What to work on:
a: According to the HOPE VI text, in what year did HOPE VI become law?
b: Output, word for word, the part of the HOPE VI text that opens with the words "HUD was begun" and closes with "under its guidelines.".

I demand nothing better, you may be sure, than that you should really have discovered outside of us a benevolent and inexhaustible being, calling itself the state, which has bread for all mouths, work for all hands, capital for all enterprises, credit for all projects, ointment for all wounds, balm for all suffering, advice for all perplexities, solutions for all problems, truth for all minds, distractions for all varieties of boredom, milk for children and wine for old age, which provides for all our needs, foresees all our desires, satisfies all our curiosity, corrects all our errors, amends all our faults, and exempts us all henceforth from the need for foresight, prudence, judgment, sagacity, experience, order, economy, temperance, and industry. [1]
Background of HOPE VI
In the paragraph above, Bastiat satirically attacked the socialist writers of his day for offering up statist solutions for human problems. Likewise, our continuing duty is to expose the fallacies of such statist solutions wherever they may be found. One such example is in the activity of the U.S. Department of Housing and Urban Development (HUD). This government agency has done much over the years to undermine the economic development of cities. In HOPE VI, HUD has reached a new level of vain conceit in its assertion that it knows best how to promote inner city development.
HUD was begun in 1965. Since then, it has steadily deteriorated into a mechanism that allows rent seeking and pork barrel spending to increase at a rampant pace. Though HUD has promoted one doomed project after another, some politicians continue to claim that its activities are necessary to accommodate the housing needs of low-income families or individuals. Such a claim is in reality an ugly ruse, because HUD’s policies and projects actually undercut the kind of development that would indeed help low-income families and individuals meet their housing needs. HOPE VI is HUD’s latest initiative. The project is also called Housing Opportunities for People Everywhere, the Urban Revitalization Demonstration, or the Urban Revitalization Program. Whatever it is called, HOPE VI will have deleterious effects on those residents of the cities receiving funds under its guidelines.
There have been other HOPE initiatives. Earlier programs resulted in the development of numerous housing projects that are now considered failures. For instance, the crime-ridden public housing projects that exist in many large cities had their inception in HUD activity. Yet, the failures of these former HOPE programs have provided the impetus to establish additional HOPE initiatives. HOPE VI became law in 1992 as an effort to remedy the failures of previous HOPE programs and was prompted by the recommendation of the National Committee of Severely Distressed Public Housing (NCSDPH). The NCSDPH suggested by report that the physical deterioration of, lack of community services for, and poor management of government housing warranted some kind of action. Thus, HOPE VI is the progeny of a new vision to “eradicate severely distressed public housing by the year 2000.” [2] Since 1992, HUD has rationed out an average of $500 to $600 million every year to public housing authorities around the country.
Has HUD’s financial assistance actually improved the lives of the people who had been living in the government’s housing projects? Like most government programs, HUD aims to achieve its goals by doing little more than throwing money at the problem. While some of these funds have gone to grants to renovate existing complexes, a large amount of this money has been spent to demolish older public housing. Plenty of cities are always willing to accept these funds from HUD. From 1996 to 2001, HUD awarded 177 demolition grants to cities in 31 states worth $293.3 million. In Chicago alone, HUD awarded approximately $69 million in order to destroy 10,654 housing units. [3] HOPE VI also provides funding for the construction of new projects to replace the demolished housing. In 2001, HUD spent $492 million on revitalization grants that ultimately pay for the construction of new public housing communities.

Given material:

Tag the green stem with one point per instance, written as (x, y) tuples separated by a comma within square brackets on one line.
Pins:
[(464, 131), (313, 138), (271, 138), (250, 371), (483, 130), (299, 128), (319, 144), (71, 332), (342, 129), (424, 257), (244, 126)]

Outputs for the tasks:
a: 1992

b:
HUD was begun in 1965. Since then, it has steadily deteriorated into a mechanism that allows rent seeking and pork barrel spending to increase at a rampant pace. Though HUD has promoted one doomed project after another, some politicians continue to claim that its activities are necessary to accommodate the housing needs of low-income families or individuals. Such a claim is in reality an ugly ruse, because HUD’s policies and projects actually undercut the kind of development that would indeed help low-income families and individuals meet their housing needs. HOPE VI is HUD’s latest initiative. The project is also called Housing Opportunities for People Everywhere, the Urban Revitalization Demonstration, or the Urban Revitalization Program. Whatever it is called, HOPE VI will have deleterious effects on those residents of the cities receiving funds under its guidelines.